元の文書.
____
私はローライのモノクロフィルムRPX25が好きで時々使っています。ISO25と低感度で使いにくいところもありますが、引き締まった黒や高コントラストが気に入っています。使用頻度の多いイルフォードのDELTA100と比べるとずっと少ないのですが、陰陽を表現したいときにはやっぱりRPX25といった感じです。
先日、久しぶりにマミヤの中判カメラ Mamiya 6 MFを持ち出し、RPX25とイルフォードのDELTA100を1本ずつ持って都内に撮影に出かけました。日中なので低感度フィルムでもそこそこのシャッター速度を切ることができ、何か月ぶりかで街角スナップを撮ってきました。
翌日、撮影済みの2本のフィルムの現像を行ないました。
いつもの通り現像処理を行ない、乾燥を終えたネガをスリーブに入れるため、カットしようとライトボックスに乗せた時でした。何やら小さな白い斑点のようなものが一面に付着しているのに気がつきました。まさに、「なんじゃ、こりゃ!?」といった感じです。他のコマも見てみましたが、12コマすべてにポツポツとした白い斑点のようなものがびっしりとついています。ネガ上で白い斑点なので、プリントしたりネガスキャンすれば黒い斑点となって現れることになります。
それが下の画像です。モノクロネガを反転させず、そのままスキャンしてありますので、ネガを見ているのと同じ状態です。
わかり易いのは空の部分で、ネガ上では黒っぽいところなので白い斑点状のものがはっきりと見えます。白っぽいところには出ていないように見えますが、わかりにくいだけで、ルーペで見るとはっきりと出現しています。
____
作業内容. RPX25のネガに現れた白い斑点を扱った上の文章を、最後の一文の後から書き継ぐこと。

データセットに含まれる記録.
____
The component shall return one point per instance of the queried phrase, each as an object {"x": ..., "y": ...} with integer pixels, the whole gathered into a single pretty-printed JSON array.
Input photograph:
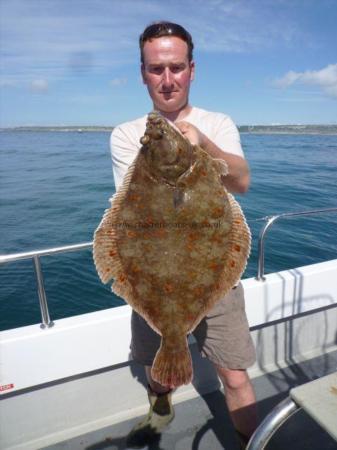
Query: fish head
[{"x": 167, "y": 152}]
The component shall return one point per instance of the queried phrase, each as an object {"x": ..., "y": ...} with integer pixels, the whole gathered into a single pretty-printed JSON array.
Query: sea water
[{"x": 55, "y": 187}]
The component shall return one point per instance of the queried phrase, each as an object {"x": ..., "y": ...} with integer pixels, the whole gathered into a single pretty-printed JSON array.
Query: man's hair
[{"x": 163, "y": 28}]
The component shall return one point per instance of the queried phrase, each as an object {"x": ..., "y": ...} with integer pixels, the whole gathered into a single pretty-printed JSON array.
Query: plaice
[{"x": 173, "y": 242}]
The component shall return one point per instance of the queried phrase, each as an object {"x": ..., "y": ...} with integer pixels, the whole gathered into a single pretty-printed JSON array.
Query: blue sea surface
[{"x": 55, "y": 187}]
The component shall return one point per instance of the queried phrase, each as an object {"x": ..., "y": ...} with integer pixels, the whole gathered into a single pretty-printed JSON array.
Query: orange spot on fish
[
  {"x": 159, "y": 233},
  {"x": 168, "y": 288},
  {"x": 190, "y": 317},
  {"x": 193, "y": 236},
  {"x": 214, "y": 266},
  {"x": 198, "y": 290}
]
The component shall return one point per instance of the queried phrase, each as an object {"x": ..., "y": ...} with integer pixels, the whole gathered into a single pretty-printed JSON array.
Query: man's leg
[
  {"x": 240, "y": 399},
  {"x": 144, "y": 345}
]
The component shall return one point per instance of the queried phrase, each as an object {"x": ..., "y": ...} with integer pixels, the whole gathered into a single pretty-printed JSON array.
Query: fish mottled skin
[{"x": 174, "y": 242}]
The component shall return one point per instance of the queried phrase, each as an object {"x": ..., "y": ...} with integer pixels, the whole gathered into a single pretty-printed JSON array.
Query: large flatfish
[{"x": 174, "y": 241}]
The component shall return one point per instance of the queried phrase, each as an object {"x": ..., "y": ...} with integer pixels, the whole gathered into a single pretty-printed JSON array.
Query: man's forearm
[{"x": 238, "y": 178}]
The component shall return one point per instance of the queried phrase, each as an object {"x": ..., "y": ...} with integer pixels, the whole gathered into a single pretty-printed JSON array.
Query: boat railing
[
  {"x": 36, "y": 255},
  {"x": 270, "y": 220}
]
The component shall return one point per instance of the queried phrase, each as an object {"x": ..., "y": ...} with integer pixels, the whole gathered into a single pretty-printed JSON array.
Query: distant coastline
[{"x": 252, "y": 129}]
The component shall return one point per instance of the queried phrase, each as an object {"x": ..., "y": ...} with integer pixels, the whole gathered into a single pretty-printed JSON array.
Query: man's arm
[{"x": 238, "y": 178}]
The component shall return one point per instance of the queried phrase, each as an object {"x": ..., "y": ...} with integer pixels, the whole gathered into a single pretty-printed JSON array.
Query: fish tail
[{"x": 172, "y": 365}]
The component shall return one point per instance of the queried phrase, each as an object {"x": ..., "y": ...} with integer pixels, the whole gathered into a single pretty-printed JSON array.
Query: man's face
[{"x": 167, "y": 72}]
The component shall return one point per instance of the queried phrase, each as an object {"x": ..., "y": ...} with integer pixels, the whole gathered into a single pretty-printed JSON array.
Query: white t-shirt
[{"x": 125, "y": 138}]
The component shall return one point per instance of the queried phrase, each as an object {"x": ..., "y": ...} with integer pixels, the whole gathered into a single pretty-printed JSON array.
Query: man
[{"x": 167, "y": 69}]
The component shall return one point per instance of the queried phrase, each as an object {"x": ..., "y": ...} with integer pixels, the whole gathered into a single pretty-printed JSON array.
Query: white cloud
[
  {"x": 57, "y": 38},
  {"x": 39, "y": 85},
  {"x": 118, "y": 81},
  {"x": 325, "y": 78}
]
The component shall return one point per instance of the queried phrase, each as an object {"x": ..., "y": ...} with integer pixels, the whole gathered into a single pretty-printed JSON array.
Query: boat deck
[{"x": 203, "y": 423}]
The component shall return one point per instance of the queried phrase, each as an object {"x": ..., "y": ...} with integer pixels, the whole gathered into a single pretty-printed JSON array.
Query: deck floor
[{"x": 203, "y": 424}]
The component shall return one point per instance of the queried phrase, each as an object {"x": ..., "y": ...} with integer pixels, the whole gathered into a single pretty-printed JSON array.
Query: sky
[{"x": 76, "y": 62}]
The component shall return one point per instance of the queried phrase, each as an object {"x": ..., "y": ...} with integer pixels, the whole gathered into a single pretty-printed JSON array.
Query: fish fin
[
  {"x": 172, "y": 368},
  {"x": 105, "y": 251},
  {"x": 239, "y": 243},
  {"x": 221, "y": 166}
]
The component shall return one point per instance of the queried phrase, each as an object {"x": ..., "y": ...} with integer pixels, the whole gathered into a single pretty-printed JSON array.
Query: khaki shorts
[{"x": 222, "y": 336}]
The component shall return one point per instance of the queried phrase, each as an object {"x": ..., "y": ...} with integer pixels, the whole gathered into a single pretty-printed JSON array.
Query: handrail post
[
  {"x": 46, "y": 322},
  {"x": 260, "y": 265}
]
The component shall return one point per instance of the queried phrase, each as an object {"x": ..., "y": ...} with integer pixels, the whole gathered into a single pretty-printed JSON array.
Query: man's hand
[
  {"x": 238, "y": 178},
  {"x": 192, "y": 133}
]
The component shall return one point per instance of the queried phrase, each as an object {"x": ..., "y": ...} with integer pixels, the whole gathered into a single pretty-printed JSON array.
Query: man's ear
[
  {"x": 192, "y": 68},
  {"x": 142, "y": 70}
]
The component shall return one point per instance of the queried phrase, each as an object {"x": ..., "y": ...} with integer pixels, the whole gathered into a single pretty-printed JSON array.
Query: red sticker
[{"x": 6, "y": 387}]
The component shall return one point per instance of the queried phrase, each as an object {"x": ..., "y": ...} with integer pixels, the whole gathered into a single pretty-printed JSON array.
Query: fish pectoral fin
[
  {"x": 172, "y": 366},
  {"x": 178, "y": 197}
]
____
回答.
白枠で囲った辺りを拡大したのが下の画像です。
びっしりと斑点状になっているのがわかると思います。
最初にこれを見た時は現像の失敗かと思いました。現像液内に気泡のようなものができて、それによるものなのかとも思いましたが、どう見ても気泡によるものではなさそうです。
また、私は現像液を調合する際は水道水を5分ほど煮沸し、それを冷ましたものを使いますので、水道水の中に含まれている不純物等による影響も考えにくいです。
フィルムの結露かも知れないとも考えましたが、結露には十分注意しているのでたぶんあり得ません。
掲載画像だとわかりにくいかも知れませんが、フィルムの上に何かが付着しているという感じではなく、画像として写り込んでいるといった方が適切かもしれません。
しかし解せないのは、白っぽくなっているということはほとんど露光されていないということになります。つまり、光が当たっていない、もしくはごく弱い光しか当たっていないということになります。
自家現像は何十年もやってきましたが、こんな現象は初めてのことです。ちなみに、もう一本のフィルム、DELTA100の方は何ともありません。今回使用した現像液はイルフォードのID-11で、1+1の希釈にしています。2本とも現像液は同じものを使っています。
液温管理も20℃±1℃くらいの範囲でやりましたので、特に問題になるとは思えません。
しかし、見れば見るほど不気味でおぞましい画像です。失敗作として廃棄してしまおうかとも思いましたが、何だかとても気になるのも事実であり、どういった現象で何が原因なのかを知りたくなり、いろいろ検索してみました。
その結果、似たような経験をされた方の記事をいくつか見つけることができました。私の経験した現象と同じかどうかわかりませんが、斑点が出るという現象は似ているようです。
その方々の記事によると、「カビ説」と「静電気説」の二つがあるようです。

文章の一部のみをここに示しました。